▸ **Task details**
All lines in the material below that contain "standing" should be located and copied.

▸ **Given records**
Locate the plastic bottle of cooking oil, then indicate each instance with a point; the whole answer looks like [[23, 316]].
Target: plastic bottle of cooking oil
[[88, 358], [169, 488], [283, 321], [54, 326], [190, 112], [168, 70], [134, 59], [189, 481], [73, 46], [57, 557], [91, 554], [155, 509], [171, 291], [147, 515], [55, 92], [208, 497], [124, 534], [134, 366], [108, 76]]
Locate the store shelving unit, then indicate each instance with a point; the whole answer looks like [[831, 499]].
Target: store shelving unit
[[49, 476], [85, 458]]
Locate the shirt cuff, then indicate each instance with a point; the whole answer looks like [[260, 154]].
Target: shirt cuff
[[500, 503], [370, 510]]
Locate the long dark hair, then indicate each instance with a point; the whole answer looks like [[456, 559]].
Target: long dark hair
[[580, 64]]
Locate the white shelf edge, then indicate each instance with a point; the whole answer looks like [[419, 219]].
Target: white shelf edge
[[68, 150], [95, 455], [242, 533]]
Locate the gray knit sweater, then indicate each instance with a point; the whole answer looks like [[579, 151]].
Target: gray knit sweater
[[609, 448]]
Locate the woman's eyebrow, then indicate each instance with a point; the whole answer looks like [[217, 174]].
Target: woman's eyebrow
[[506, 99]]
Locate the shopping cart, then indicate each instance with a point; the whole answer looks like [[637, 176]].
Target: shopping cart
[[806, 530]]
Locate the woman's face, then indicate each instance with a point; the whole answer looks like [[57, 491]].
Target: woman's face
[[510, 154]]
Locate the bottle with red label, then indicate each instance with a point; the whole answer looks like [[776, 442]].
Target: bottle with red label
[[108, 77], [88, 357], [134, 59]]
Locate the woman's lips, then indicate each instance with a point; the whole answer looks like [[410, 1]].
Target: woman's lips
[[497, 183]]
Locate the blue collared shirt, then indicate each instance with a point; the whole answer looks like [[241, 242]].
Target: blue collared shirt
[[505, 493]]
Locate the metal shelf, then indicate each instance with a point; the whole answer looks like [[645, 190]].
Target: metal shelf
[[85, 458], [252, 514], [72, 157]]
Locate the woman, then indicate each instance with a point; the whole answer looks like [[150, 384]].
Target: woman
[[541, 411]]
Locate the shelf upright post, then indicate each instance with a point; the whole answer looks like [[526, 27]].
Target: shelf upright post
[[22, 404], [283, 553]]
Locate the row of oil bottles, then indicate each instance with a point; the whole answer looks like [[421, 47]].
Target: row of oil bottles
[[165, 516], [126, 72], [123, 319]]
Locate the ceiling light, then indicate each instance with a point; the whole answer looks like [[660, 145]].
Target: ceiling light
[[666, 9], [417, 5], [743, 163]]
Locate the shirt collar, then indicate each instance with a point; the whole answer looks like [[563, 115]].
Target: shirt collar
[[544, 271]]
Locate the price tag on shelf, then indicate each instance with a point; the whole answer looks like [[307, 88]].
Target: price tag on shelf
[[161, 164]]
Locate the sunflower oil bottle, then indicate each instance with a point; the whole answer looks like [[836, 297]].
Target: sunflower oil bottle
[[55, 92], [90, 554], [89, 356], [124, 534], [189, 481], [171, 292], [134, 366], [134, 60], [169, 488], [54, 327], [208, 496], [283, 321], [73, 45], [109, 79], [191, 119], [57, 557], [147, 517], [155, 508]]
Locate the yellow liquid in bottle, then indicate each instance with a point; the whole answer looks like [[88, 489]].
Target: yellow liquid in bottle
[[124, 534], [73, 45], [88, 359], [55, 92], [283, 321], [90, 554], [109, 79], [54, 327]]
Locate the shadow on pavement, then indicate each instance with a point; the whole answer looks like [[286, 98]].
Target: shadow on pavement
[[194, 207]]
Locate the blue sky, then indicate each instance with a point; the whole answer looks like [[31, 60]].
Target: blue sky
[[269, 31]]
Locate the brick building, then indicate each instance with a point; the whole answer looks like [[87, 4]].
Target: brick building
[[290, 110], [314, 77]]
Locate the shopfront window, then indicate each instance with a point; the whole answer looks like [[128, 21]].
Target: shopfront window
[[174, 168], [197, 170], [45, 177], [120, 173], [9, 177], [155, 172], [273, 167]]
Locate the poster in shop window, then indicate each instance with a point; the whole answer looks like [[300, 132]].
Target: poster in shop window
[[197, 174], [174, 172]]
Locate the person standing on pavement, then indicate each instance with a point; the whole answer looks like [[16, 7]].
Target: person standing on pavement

▸ **Completed task**
Locate the person standing on pavement, then indicate each instance with a point; the whole answer looks like [[16, 7]].
Target: person standing on pavement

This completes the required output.